» Recorded information
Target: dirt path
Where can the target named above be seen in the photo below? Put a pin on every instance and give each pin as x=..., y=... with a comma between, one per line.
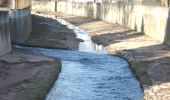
x=26, y=76
x=149, y=58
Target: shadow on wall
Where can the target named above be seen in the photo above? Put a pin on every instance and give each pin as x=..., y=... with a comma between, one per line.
x=48, y=32
x=116, y=37
x=167, y=34
x=80, y=20
x=146, y=61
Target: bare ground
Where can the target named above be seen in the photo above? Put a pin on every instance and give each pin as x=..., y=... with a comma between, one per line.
x=26, y=76
x=149, y=58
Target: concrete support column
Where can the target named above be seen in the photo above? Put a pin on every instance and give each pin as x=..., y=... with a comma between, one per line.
x=5, y=41
x=97, y=10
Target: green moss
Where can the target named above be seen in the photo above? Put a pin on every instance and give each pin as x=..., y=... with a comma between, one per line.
x=43, y=82
x=140, y=69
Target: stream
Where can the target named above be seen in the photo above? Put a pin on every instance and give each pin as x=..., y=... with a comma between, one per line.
x=90, y=73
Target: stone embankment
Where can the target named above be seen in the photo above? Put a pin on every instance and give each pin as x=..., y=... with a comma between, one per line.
x=22, y=76
x=49, y=33
x=149, y=58
x=25, y=76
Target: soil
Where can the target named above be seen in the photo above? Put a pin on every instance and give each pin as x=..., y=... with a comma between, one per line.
x=26, y=76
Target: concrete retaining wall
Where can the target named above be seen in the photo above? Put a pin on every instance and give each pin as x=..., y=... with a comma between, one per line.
x=20, y=24
x=5, y=42
x=15, y=4
x=42, y=5
x=153, y=21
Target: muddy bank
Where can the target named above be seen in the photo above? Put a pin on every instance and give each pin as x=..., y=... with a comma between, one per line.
x=49, y=33
x=149, y=58
x=26, y=76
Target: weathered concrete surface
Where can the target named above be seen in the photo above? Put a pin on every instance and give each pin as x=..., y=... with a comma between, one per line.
x=149, y=59
x=5, y=41
x=153, y=21
x=20, y=24
x=48, y=32
x=44, y=5
x=15, y=4
x=26, y=76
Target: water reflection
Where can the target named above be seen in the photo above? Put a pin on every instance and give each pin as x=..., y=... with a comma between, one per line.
x=91, y=74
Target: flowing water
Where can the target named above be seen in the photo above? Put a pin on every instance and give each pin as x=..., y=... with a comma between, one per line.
x=90, y=73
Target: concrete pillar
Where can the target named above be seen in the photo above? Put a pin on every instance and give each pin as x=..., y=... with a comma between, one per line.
x=97, y=10
x=5, y=41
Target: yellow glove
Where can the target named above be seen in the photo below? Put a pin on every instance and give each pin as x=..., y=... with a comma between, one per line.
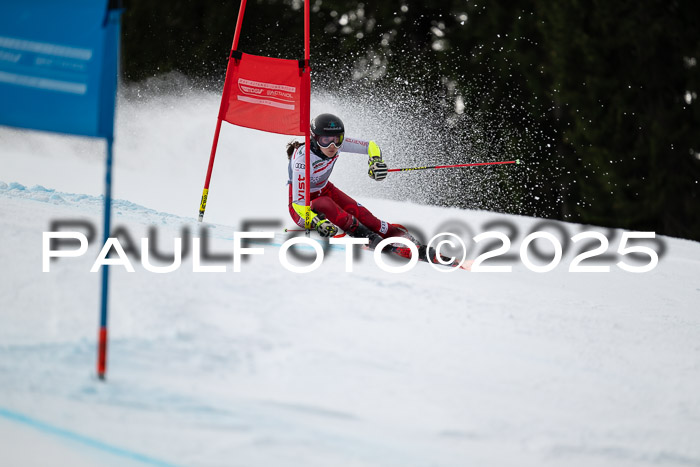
x=323, y=226
x=377, y=167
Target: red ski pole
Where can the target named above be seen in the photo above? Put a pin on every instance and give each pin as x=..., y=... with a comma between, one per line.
x=407, y=169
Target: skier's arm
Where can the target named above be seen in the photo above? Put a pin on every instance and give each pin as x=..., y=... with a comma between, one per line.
x=377, y=167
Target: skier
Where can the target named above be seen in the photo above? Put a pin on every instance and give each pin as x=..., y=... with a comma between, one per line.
x=330, y=207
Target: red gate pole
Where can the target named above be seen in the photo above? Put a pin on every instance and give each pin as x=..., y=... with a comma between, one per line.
x=306, y=115
x=224, y=95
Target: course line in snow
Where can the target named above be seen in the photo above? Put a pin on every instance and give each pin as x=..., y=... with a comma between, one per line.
x=85, y=440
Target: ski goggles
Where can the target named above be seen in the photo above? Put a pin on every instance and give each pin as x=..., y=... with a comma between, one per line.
x=326, y=141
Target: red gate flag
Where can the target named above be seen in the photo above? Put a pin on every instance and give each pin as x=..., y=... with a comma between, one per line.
x=268, y=94
x=265, y=94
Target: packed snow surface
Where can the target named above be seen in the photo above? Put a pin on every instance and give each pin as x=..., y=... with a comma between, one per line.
x=267, y=367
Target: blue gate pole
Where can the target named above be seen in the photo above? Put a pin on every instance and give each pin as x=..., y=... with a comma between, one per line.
x=102, y=341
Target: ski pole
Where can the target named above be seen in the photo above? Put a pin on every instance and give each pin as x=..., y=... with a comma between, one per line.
x=407, y=169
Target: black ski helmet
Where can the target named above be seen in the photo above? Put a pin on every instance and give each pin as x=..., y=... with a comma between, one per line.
x=327, y=125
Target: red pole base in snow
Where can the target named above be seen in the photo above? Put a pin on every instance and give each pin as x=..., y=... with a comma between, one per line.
x=102, y=354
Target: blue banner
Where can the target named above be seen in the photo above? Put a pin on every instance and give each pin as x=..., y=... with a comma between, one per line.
x=59, y=65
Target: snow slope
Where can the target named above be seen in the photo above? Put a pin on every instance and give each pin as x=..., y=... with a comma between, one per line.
x=364, y=368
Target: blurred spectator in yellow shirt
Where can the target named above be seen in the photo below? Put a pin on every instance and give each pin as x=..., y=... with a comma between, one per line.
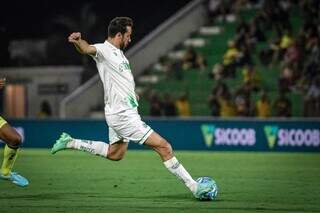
x=263, y=106
x=183, y=106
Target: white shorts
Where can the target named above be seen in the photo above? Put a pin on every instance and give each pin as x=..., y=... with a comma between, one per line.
x=127, y=126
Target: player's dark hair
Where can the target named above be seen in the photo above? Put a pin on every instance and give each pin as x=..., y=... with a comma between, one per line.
x=119, y=25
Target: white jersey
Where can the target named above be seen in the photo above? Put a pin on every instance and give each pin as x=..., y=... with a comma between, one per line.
x=117, y=78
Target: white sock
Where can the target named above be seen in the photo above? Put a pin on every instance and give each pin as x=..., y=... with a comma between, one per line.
x=93, y=147
x=180, y=172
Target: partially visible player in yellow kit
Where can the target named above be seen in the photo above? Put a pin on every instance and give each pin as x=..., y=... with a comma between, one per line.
x=13, y=141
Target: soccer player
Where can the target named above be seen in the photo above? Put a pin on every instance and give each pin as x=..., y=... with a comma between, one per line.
x=121, y=104
x=13, y=141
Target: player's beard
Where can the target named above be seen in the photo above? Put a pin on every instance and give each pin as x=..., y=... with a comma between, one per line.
x=123, y=45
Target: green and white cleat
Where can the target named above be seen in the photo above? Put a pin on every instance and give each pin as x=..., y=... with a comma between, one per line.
x=15, y=178
x=202, y=190
x=61, y=143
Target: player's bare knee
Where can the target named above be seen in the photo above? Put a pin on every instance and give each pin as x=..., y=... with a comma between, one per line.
x=165, y=148
x=115, y=155
x=15, y=140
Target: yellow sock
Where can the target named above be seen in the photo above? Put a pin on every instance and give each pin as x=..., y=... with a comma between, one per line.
x=9, y=157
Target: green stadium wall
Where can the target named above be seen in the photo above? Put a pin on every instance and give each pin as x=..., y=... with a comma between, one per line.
x=189, y=134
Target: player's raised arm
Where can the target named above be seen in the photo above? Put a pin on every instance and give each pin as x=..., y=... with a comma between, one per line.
x=81, y=45
x=2, y=82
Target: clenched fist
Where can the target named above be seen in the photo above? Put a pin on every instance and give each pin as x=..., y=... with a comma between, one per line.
x=74, y=37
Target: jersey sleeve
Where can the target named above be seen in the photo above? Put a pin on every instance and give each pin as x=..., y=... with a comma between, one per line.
x=99, y=53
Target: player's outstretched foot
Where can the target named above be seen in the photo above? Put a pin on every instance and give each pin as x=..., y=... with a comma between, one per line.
x=15, y=178
x=61, y=143
x=202, y=190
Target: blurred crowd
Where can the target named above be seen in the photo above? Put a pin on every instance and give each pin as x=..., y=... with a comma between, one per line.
x=294, y=53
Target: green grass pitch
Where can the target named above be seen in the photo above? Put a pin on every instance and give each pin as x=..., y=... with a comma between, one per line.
x=73, y=181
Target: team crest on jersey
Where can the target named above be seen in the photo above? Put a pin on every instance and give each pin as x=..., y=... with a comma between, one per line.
x=124, y=66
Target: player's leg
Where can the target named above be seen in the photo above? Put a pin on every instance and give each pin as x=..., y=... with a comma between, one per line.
x=13, y=141
x=164, y=149
x=113, y=151
x=93, y=147
x=117, y=150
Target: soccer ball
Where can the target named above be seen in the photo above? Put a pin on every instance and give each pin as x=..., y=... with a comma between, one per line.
x=212, y=190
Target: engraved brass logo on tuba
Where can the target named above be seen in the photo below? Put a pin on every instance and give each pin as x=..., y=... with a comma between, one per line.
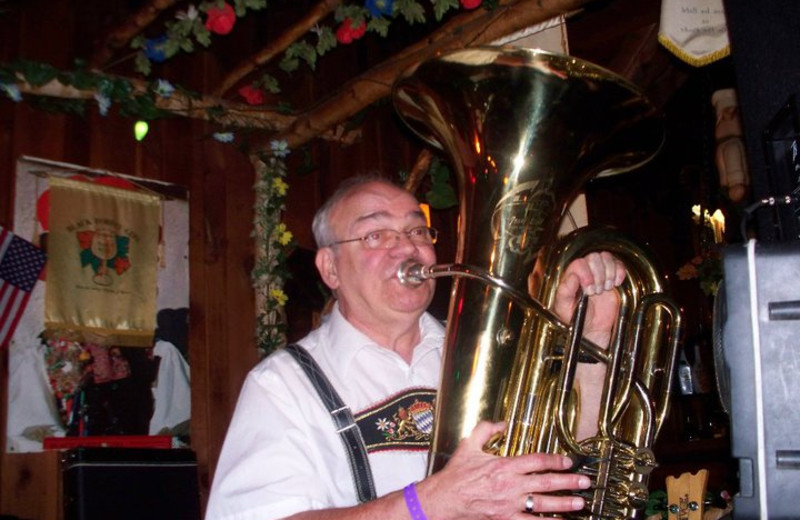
x=525, y=130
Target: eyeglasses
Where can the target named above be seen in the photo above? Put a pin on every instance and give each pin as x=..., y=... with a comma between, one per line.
x=388, y=238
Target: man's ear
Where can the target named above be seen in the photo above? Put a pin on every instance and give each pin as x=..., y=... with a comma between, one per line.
x=326, y=265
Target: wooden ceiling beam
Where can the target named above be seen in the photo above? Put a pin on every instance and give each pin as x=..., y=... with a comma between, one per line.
x=478, y=27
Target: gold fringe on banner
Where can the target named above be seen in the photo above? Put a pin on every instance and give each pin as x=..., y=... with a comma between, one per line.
x=102, y=263
x=694, y=30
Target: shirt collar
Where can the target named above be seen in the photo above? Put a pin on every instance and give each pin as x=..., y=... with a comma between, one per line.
x=348, y=341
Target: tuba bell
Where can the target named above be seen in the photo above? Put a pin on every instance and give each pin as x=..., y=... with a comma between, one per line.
x=525, y=129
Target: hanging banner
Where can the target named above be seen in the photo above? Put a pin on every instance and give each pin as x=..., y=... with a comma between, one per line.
x=103, y=257
x=694, y=30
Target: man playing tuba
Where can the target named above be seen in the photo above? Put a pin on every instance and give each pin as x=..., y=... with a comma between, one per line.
x=380, y=352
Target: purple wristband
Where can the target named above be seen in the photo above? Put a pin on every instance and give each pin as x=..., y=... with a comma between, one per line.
x=412, y=502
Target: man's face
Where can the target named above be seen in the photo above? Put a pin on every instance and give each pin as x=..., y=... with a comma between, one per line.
x=365, y=280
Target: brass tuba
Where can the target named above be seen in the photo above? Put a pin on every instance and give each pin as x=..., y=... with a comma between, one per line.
x=525, y=130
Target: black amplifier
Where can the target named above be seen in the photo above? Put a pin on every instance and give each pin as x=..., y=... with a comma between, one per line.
x=757, y=354
x=130, y=483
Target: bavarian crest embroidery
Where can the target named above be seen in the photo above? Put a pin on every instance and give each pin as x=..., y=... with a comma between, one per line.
x=403, y=421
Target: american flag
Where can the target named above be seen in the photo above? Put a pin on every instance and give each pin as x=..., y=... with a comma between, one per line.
x=20, y=265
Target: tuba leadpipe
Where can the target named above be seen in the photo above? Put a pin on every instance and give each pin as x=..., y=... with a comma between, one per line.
x=525, y=130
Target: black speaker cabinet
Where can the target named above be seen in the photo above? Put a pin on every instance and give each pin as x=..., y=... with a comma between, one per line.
x=130, y=483
x=757, y=348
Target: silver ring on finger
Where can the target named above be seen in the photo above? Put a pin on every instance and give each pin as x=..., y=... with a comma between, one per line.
x=529, y=504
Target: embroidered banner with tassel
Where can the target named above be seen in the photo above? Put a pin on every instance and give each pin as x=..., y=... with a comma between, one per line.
x=103, y=258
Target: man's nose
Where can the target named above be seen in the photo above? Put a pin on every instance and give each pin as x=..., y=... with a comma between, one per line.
x=403, y=242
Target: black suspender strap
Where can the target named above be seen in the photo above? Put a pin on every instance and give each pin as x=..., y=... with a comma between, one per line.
x=343, y=420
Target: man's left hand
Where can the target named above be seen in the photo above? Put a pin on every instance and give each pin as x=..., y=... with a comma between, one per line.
x=597, y=275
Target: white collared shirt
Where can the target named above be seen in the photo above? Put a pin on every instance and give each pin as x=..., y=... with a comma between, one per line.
x=282, y=455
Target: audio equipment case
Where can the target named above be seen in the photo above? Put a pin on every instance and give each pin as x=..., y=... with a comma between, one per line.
x=130, y=483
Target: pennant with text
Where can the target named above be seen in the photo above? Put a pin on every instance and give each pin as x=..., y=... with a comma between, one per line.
x=103, y=250
x=694, y=30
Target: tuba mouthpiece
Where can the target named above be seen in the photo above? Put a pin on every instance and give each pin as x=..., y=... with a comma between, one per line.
x=411, y=273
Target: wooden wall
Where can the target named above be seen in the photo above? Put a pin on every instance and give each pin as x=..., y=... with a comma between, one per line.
x=219, y=180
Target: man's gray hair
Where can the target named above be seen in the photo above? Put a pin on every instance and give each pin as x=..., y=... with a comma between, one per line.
x=321, y=225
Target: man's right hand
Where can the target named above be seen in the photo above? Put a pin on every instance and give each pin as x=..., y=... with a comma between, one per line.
x=475, y=484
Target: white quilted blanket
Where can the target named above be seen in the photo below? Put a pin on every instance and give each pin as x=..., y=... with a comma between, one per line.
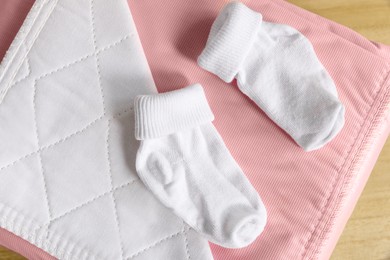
x=67, y=149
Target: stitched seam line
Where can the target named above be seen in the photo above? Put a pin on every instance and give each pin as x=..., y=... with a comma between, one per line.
x=23, y=78
x=157, y=243
x=358, y=151
x=87, y=203
x=336, y=178
x=186, y=244
x=4, y=91
x=42, y=148
x=39, y=154
x=96, y=55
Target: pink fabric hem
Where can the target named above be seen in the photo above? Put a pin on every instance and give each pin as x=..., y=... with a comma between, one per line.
x=309, y=196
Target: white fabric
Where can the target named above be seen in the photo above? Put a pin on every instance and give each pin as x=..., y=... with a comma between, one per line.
x=68, y=182
x=192, y=172
x=276, y=66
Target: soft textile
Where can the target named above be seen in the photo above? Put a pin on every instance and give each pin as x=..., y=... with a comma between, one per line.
x=309, y=196
x=164, y=30
x=182, y=159
x=67, y=157
x=277, y=68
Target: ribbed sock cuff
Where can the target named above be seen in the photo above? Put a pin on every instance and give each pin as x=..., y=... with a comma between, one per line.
x=163, y=114
x=231, y=36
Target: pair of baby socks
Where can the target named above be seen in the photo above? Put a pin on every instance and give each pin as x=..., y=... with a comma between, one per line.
x=183, y=160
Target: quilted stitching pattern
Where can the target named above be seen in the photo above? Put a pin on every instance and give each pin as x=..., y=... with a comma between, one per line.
x=78, y=170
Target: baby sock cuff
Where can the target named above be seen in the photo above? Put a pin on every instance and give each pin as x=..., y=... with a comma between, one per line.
x=231, y=36
x=163, y=114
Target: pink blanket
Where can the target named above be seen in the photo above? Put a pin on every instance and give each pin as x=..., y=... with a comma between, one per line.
x=309, y=196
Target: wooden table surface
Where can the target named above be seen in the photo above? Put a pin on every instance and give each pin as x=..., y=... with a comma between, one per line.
x=367, y=234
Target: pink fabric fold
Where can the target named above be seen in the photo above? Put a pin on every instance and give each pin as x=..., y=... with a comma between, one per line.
x=309, y=196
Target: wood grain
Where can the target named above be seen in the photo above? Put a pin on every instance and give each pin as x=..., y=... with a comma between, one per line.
x=367, y=234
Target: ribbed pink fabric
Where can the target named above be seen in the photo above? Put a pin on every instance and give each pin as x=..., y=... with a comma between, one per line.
x=309, y=196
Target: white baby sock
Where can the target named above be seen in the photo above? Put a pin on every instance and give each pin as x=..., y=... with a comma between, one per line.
x=183, y=160
x=275, y=66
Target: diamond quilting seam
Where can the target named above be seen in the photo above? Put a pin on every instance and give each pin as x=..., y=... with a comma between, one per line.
x=49, y=235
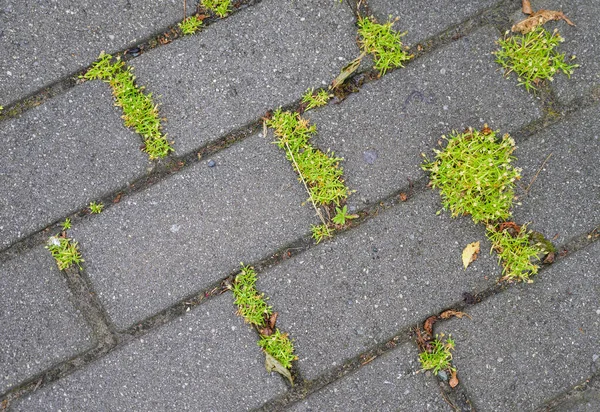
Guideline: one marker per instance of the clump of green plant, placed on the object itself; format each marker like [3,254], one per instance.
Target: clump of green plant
[190,25]
[384,43]
[313,100]
[438,357]
[64,251]
[139,111]
[517,251]
[96,208]
[220,7]
[533,57]
[474,174]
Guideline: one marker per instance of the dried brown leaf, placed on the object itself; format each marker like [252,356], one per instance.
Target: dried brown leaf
[538,18]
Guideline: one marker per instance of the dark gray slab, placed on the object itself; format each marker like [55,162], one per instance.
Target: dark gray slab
[423,19]
[61,155]
[40,327]
[41,42]
[582,40]
[371,282]
[535,341]
[234,71]
[404,114]
[389,383]
[564,199]
[208,360]
[192,229]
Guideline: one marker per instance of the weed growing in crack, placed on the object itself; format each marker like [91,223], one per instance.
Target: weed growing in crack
[139,111]
[220,7]
[533,57]
[313,100]
[190,25]
[438,357]
[64,251]
[384,43]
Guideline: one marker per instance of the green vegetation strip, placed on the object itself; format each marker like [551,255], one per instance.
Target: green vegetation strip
[252,306]
[139,111]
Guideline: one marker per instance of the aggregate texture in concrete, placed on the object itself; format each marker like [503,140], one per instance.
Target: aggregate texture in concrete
[570,177]
[382,131]
[208,360]
[368,284]
[60,156]
[192,229]
[422,19]
[388,383]
[233,72]
[41,42]
[532,341]
[40,326]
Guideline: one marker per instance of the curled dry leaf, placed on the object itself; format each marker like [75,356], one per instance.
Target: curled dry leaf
[470,253]
[538,18]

» Task brief
Set down exactly the lines above, from the line containing "Target: concrete pillar" through the line containing "Target: ski goggles". Skip the pictures.

» Your response
Target: concrete pillar
Where can the target named above be seen in the photo above? Put a pin on every instance and give each pin as x=..., y=... with a comma between, one per line.
x=97, y=10
x=5, y=41
Target: yellow glove
Where can the target named above be seen in the photo below? Put a pin on every instance and give each pin as x=..., y=... with a comma between, one per line.
x=323, y=226
x=377, y=167
Target: red ski pole
Where can the target named above be seen in the photo above? Put a pin on every instance and give each pin as x=..., y=... with a comma between, one per line.
x=407, y=169
Target: skier's arm
Where can the target named above be seen in the photo above? Put a pin on every instance and give each pin as x=..., y=... with a comma between, one per line.
x=377, y=167
Target: skier
Where can the target named above be seen in the photo above? Put a pin on every instance and give each pin as x=..., y=... with a comma between, one per line.
x=330, y=207
Target: red gate pole
Where can the target named above be seen in the photo above? Put a pin on every instance and give each pin as x=..., y=... with a comma between, one per line.
x=306, y=115
x=224, y=95
Target: course line in snow
Where can the target named above be seen in the photo above? Put a pin on every instance and give each pin as x=..., y=... with a comma between, one per line.
x=85, y=440
Target: ski goggles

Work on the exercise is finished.